### [TASK PROMPT]
Please report how many lines in the records below contain "beach". Reply with the number alone.

- - -

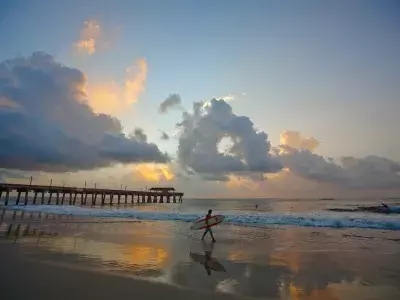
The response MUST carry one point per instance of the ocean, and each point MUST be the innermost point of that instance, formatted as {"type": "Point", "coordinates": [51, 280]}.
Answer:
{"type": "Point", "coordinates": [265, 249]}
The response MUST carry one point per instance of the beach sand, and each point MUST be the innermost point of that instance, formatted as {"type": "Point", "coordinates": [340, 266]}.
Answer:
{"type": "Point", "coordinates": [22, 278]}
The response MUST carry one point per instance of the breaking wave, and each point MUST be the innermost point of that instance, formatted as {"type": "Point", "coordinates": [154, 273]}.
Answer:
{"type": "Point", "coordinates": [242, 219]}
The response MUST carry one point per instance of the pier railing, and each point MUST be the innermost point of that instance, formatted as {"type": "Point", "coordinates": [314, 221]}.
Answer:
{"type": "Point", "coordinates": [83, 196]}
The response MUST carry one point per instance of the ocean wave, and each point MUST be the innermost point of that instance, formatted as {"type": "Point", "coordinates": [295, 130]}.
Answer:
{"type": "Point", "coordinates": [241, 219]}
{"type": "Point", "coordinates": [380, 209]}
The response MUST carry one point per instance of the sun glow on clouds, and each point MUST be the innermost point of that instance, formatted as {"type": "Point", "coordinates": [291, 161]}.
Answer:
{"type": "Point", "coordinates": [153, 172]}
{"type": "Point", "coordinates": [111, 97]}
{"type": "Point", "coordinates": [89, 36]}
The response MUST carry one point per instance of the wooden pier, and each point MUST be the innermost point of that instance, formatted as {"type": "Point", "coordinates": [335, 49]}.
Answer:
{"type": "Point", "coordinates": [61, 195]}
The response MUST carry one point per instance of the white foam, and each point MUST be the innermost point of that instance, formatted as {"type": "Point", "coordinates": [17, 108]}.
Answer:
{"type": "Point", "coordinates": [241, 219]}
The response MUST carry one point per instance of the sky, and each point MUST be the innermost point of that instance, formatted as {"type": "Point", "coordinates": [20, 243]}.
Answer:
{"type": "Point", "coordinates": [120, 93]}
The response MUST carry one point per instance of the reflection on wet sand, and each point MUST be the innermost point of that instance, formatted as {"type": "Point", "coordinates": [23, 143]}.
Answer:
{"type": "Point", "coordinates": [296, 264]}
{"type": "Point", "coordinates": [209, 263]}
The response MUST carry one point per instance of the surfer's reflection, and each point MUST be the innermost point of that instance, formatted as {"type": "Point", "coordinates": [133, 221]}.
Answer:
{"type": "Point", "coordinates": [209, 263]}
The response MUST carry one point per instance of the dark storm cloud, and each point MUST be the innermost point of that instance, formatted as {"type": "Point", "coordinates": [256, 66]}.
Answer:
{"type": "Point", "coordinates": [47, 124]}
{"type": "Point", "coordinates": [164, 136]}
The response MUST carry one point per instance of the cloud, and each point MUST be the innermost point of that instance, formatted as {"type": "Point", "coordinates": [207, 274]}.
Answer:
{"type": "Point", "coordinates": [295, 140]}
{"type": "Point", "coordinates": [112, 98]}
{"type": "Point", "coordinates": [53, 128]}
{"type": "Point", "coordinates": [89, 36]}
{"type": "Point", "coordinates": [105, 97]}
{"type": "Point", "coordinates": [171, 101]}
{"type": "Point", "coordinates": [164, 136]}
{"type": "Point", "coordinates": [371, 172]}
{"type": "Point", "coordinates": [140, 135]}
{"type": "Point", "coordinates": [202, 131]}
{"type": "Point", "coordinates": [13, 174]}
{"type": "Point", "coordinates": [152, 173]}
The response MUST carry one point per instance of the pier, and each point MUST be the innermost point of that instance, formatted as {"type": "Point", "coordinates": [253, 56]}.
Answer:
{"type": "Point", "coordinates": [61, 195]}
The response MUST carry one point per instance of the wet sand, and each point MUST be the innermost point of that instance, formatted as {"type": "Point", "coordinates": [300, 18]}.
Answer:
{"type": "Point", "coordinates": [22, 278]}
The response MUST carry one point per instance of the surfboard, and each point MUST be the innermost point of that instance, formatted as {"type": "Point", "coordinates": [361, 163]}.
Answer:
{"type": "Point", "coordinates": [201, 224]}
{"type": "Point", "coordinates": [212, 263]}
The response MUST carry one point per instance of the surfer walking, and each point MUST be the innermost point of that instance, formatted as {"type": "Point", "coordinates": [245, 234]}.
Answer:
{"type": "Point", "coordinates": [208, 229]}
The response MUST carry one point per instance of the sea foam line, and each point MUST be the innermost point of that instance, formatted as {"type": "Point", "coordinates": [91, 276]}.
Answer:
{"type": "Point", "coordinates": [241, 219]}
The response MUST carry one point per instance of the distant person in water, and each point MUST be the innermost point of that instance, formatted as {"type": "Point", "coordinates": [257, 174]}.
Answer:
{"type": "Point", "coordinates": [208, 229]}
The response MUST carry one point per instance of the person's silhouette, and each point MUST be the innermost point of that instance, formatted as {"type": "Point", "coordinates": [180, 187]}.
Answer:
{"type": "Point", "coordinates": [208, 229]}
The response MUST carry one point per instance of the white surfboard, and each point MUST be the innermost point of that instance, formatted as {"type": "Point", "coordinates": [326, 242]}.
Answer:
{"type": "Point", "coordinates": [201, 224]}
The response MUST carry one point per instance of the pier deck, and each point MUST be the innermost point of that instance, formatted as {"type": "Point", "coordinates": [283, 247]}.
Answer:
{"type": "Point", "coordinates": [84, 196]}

- - -

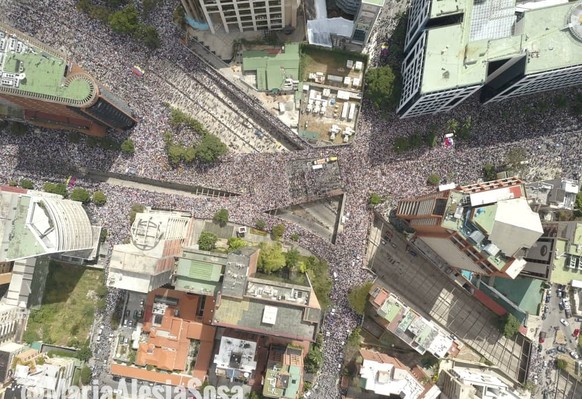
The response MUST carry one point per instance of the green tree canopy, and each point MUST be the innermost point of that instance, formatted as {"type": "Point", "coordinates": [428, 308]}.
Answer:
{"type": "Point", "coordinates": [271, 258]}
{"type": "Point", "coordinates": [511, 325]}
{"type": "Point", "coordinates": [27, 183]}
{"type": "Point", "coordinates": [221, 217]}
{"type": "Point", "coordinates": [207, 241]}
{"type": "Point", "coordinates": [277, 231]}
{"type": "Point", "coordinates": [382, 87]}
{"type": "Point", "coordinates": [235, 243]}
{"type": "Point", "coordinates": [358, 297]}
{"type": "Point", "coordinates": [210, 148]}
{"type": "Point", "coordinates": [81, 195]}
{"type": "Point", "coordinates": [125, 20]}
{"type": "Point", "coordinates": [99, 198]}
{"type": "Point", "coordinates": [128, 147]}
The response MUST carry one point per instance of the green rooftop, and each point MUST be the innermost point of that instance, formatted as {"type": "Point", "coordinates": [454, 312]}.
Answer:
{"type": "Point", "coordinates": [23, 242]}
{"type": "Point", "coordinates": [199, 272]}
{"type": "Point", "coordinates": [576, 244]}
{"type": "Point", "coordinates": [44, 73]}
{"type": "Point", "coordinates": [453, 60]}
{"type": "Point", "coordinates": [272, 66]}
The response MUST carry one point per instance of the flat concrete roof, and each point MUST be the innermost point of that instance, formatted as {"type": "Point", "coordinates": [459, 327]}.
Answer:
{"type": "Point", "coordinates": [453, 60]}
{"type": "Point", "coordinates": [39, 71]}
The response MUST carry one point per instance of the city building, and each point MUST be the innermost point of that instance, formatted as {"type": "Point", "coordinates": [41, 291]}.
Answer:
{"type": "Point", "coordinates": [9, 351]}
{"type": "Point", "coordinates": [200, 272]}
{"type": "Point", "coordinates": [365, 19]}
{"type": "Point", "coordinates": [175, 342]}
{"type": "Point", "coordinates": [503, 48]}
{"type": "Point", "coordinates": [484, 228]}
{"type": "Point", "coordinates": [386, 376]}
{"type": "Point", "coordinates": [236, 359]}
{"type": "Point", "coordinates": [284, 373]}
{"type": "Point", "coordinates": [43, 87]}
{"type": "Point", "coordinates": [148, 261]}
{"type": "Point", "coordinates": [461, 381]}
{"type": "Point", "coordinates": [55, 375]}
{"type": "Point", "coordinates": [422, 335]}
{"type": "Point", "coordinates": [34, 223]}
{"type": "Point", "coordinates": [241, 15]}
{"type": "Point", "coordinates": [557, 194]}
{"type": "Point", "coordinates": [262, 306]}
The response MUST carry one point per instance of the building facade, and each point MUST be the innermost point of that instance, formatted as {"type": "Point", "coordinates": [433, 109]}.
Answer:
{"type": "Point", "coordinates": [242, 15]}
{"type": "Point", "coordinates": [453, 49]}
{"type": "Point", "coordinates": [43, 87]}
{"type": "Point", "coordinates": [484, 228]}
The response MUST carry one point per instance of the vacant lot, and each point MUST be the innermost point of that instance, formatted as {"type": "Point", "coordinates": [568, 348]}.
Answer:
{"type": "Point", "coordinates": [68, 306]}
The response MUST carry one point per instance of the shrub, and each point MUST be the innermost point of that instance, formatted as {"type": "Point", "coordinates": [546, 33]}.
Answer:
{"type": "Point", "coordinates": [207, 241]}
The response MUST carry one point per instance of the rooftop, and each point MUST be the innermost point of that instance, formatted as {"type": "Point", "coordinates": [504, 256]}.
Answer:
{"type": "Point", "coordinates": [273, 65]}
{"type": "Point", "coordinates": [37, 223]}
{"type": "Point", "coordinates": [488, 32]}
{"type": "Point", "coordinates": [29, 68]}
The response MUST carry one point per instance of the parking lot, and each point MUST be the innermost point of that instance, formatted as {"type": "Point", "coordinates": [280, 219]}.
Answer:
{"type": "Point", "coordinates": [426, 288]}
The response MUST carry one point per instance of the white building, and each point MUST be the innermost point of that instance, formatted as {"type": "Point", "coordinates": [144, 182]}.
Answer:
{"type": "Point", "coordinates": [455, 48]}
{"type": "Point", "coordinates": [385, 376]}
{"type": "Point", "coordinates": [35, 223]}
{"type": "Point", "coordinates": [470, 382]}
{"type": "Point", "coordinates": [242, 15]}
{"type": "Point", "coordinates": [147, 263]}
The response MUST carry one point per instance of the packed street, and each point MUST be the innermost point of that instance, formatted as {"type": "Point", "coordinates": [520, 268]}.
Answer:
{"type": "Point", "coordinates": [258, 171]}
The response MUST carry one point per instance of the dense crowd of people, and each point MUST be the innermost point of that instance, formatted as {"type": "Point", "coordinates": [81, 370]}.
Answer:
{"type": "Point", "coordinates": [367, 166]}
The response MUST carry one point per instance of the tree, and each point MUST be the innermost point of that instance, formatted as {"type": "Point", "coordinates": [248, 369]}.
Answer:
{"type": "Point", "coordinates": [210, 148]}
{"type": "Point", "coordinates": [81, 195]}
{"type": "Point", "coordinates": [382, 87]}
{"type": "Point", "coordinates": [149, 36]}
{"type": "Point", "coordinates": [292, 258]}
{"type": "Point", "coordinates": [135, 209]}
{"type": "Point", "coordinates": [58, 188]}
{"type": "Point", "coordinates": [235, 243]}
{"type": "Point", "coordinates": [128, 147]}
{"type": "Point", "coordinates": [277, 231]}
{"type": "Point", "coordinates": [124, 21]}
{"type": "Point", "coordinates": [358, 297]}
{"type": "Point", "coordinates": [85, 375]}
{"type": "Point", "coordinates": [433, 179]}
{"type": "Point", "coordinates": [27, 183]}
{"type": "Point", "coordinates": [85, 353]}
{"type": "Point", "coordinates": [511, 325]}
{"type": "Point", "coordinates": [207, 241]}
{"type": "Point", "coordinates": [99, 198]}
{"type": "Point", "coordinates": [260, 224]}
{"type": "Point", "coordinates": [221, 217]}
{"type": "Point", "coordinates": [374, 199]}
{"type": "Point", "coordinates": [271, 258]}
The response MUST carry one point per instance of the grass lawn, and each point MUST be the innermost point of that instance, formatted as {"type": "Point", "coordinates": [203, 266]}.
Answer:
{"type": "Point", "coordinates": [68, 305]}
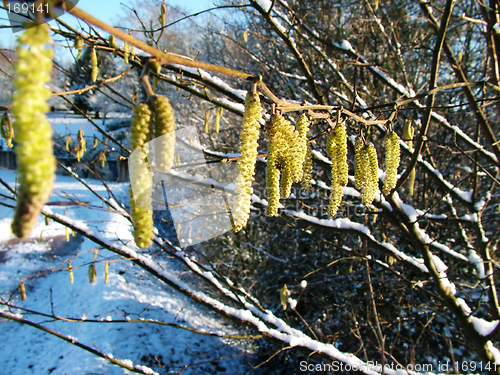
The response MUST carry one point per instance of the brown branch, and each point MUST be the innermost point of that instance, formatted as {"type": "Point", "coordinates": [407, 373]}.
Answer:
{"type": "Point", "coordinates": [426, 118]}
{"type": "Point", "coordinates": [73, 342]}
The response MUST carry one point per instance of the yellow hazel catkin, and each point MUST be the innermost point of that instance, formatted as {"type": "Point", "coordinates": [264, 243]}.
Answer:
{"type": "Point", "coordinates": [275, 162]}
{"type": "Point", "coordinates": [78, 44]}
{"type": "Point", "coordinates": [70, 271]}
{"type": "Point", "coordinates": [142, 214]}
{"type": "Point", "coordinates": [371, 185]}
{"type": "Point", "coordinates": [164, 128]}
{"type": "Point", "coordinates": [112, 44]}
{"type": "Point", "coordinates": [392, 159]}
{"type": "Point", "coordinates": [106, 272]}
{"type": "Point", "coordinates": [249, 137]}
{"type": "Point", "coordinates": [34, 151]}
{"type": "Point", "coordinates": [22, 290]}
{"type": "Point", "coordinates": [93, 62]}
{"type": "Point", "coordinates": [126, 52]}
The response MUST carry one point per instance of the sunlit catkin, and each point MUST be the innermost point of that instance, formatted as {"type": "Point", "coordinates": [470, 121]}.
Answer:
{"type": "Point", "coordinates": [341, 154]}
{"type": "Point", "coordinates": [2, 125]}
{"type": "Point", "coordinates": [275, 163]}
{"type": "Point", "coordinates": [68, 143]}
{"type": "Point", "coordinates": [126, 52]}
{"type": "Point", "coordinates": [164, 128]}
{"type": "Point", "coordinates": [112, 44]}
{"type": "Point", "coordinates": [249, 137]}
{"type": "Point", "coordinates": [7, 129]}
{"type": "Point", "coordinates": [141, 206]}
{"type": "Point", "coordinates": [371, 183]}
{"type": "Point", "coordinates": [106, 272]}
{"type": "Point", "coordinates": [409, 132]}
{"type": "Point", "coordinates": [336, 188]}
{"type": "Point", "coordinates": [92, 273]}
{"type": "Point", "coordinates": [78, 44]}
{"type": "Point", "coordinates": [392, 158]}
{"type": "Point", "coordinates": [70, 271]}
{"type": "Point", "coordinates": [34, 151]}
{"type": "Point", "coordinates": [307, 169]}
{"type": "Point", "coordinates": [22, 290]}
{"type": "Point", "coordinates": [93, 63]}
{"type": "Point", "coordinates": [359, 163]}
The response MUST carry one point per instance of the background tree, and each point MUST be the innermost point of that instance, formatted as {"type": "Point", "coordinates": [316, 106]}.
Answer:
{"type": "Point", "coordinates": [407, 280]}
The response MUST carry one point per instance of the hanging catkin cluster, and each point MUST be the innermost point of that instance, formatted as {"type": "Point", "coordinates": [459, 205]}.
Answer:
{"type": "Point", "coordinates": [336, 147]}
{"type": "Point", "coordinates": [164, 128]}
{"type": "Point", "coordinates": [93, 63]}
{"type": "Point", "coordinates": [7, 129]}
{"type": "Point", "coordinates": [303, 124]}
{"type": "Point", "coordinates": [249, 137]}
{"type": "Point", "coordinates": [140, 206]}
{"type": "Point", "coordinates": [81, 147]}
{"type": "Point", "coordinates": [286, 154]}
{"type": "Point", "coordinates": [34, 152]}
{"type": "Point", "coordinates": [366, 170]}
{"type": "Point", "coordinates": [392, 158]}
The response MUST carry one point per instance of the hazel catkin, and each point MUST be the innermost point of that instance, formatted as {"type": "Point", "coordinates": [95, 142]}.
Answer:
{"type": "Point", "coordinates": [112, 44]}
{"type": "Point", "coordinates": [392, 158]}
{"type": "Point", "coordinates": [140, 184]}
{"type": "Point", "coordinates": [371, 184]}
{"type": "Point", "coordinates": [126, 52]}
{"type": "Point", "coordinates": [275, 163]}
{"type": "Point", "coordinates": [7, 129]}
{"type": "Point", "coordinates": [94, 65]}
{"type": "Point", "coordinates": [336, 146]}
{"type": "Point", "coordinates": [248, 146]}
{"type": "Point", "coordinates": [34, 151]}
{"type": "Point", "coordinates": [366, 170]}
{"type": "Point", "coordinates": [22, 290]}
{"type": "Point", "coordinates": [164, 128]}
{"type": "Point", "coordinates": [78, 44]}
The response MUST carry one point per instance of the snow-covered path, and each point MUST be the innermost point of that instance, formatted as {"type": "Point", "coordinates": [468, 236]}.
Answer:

- - -

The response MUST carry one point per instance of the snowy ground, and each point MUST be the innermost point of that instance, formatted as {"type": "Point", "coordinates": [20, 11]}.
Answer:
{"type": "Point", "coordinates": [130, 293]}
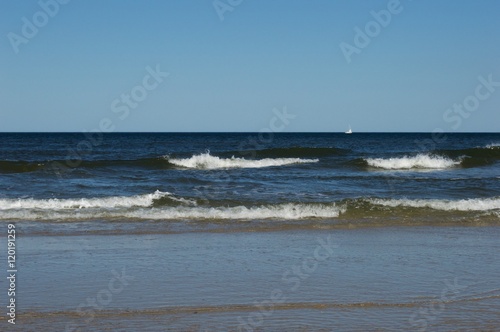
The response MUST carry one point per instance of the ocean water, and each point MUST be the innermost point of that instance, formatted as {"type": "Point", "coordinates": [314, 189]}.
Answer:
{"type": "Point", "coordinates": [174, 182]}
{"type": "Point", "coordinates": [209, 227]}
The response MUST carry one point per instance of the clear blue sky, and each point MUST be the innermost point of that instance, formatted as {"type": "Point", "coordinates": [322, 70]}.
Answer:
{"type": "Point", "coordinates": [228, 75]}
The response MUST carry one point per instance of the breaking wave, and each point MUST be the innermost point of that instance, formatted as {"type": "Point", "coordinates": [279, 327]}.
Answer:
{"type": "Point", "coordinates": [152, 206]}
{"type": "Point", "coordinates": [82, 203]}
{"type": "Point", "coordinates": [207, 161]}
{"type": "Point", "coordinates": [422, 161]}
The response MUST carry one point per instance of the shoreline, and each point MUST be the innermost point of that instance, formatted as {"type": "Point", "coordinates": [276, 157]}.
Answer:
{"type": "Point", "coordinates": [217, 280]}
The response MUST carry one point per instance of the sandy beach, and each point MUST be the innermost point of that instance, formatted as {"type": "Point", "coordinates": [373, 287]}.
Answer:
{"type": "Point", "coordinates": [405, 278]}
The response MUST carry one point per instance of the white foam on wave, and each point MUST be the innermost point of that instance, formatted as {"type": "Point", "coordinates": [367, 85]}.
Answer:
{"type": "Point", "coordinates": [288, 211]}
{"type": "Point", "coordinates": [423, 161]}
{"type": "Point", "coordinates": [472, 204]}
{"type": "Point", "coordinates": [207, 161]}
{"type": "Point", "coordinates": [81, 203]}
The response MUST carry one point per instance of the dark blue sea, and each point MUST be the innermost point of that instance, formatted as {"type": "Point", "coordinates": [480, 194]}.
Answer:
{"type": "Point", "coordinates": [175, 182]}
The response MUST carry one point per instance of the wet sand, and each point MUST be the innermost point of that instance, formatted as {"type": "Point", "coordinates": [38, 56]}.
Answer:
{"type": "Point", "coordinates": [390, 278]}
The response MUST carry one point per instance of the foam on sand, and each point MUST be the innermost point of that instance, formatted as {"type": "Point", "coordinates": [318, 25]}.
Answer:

- - -

### [EXERCISE RESULT]
2